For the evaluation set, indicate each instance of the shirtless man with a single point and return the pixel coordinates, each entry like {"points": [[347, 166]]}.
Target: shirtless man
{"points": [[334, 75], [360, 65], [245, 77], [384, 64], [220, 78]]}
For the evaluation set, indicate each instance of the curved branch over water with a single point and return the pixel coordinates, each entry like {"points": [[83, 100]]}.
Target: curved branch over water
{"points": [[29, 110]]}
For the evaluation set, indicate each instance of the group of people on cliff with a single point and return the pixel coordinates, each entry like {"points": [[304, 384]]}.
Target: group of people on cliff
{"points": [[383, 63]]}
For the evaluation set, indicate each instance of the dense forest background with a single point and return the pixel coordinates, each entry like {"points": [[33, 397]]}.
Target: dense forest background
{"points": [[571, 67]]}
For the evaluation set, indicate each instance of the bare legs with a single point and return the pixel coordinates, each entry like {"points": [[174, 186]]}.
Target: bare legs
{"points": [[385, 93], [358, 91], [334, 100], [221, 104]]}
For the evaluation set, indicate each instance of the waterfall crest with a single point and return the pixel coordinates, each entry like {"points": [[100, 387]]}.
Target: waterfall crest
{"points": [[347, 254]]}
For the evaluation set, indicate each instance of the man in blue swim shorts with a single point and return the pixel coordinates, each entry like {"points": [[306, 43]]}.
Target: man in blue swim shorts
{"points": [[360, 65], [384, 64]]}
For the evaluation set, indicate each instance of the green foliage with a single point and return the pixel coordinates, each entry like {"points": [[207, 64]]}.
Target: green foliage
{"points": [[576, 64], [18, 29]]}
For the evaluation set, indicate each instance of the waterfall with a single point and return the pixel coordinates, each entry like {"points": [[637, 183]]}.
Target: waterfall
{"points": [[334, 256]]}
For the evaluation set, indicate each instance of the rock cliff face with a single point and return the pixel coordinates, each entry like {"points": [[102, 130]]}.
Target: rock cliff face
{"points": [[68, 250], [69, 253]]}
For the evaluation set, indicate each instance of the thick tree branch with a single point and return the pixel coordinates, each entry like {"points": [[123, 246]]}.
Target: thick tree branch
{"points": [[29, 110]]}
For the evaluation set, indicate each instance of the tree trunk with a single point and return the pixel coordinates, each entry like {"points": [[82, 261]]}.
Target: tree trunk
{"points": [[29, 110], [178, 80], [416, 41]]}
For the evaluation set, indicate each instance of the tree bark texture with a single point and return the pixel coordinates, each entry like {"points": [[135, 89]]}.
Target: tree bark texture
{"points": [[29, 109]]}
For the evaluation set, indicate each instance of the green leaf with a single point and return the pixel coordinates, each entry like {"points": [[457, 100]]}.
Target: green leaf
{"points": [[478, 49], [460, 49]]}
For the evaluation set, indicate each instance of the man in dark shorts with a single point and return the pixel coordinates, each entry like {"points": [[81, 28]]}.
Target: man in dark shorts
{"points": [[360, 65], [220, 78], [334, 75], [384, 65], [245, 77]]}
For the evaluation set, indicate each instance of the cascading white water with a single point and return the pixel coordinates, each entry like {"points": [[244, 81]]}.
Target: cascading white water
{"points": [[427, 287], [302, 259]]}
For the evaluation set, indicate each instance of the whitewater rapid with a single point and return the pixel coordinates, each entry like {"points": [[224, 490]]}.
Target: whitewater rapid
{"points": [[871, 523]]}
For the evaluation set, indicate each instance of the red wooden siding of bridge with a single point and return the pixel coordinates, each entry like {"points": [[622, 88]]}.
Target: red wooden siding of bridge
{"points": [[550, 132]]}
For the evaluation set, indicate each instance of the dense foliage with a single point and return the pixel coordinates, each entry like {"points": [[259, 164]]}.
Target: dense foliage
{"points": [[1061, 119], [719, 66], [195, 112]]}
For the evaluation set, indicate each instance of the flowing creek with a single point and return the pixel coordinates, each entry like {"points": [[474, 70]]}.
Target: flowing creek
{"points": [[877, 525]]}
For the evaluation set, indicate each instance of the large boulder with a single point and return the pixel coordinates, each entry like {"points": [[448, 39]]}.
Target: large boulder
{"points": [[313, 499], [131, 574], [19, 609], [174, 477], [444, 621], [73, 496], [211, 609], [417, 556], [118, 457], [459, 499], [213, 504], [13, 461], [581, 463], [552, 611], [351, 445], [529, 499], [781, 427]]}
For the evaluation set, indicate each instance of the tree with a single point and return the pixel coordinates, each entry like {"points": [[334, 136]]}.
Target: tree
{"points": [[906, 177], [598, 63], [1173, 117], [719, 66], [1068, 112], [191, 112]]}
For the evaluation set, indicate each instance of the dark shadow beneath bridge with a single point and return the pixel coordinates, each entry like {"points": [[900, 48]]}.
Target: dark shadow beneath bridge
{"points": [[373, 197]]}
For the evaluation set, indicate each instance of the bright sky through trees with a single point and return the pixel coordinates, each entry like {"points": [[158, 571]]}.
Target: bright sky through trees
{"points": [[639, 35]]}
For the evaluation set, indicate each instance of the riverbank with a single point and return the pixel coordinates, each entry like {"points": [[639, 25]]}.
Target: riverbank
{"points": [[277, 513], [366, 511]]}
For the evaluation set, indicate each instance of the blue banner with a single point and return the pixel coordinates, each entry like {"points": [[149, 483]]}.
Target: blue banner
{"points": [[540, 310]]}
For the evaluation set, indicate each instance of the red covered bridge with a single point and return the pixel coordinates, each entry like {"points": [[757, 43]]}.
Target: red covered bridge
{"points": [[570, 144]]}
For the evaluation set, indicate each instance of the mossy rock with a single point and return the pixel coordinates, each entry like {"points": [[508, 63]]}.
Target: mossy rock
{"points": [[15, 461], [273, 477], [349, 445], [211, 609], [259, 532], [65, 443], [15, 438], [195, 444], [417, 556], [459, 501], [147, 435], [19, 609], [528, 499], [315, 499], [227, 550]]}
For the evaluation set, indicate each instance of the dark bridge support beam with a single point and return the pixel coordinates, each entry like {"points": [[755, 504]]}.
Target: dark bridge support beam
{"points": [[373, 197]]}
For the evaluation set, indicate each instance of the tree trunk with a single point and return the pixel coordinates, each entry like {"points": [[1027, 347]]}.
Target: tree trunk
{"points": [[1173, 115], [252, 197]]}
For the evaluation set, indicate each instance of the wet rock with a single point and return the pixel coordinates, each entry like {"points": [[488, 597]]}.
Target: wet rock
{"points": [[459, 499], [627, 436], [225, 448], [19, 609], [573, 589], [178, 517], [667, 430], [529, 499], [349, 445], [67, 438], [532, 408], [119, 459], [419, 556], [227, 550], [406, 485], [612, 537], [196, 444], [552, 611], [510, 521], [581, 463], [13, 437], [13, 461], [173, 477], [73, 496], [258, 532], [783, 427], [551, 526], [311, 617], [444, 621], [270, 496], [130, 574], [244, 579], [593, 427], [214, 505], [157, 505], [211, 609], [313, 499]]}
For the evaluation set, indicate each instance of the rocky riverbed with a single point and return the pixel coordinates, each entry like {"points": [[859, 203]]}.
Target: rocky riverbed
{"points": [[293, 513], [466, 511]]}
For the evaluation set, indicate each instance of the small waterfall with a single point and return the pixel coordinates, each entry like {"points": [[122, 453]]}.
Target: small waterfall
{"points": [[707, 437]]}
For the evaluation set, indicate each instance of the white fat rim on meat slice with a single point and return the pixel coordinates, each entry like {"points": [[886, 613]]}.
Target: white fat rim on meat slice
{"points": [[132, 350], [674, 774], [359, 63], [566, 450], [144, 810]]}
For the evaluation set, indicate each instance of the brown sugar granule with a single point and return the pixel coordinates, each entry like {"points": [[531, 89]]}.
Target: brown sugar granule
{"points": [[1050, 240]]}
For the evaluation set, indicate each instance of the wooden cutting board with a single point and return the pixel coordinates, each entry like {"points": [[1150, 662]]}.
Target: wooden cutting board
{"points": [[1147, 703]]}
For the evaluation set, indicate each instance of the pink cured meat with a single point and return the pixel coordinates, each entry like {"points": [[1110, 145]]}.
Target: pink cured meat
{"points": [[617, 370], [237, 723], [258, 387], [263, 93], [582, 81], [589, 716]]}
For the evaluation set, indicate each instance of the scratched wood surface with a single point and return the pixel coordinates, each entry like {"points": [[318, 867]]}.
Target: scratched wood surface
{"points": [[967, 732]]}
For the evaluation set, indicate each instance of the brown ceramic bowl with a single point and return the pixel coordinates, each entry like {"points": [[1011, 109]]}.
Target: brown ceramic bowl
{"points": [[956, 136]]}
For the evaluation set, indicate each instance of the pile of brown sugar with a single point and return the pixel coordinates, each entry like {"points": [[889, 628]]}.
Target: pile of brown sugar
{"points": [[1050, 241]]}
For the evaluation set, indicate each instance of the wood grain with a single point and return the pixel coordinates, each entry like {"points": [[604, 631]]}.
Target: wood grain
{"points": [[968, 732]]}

▸ Problem details
From the line holding "the brown ceramic" through the last line above, reproduce each line exactly and add nothing.

▸ Full answer
For the evaluation set, indicate each instance of the brown ceramic bowl with a single point and return the pixel coordinates, each entry like {"points": [[1011, 109]]}.
Target: brown ceramic bowl
{"points": [[956, 136]]}
For the evaluation set, indicate each instance of the pile of brown sugar with a single point and return the pixel coordinates, each entry like {"points": [[889, 628]]}.
Target: pile of brown sugar
{"points": [[1050, 241]]}
For the evaluation set, indicate each instance of the wood grain with a single point and return the pixel coordinates, each entry like {"points": [[604, 631]]}.
Target: wood grain
{"points": [[968, 732]]}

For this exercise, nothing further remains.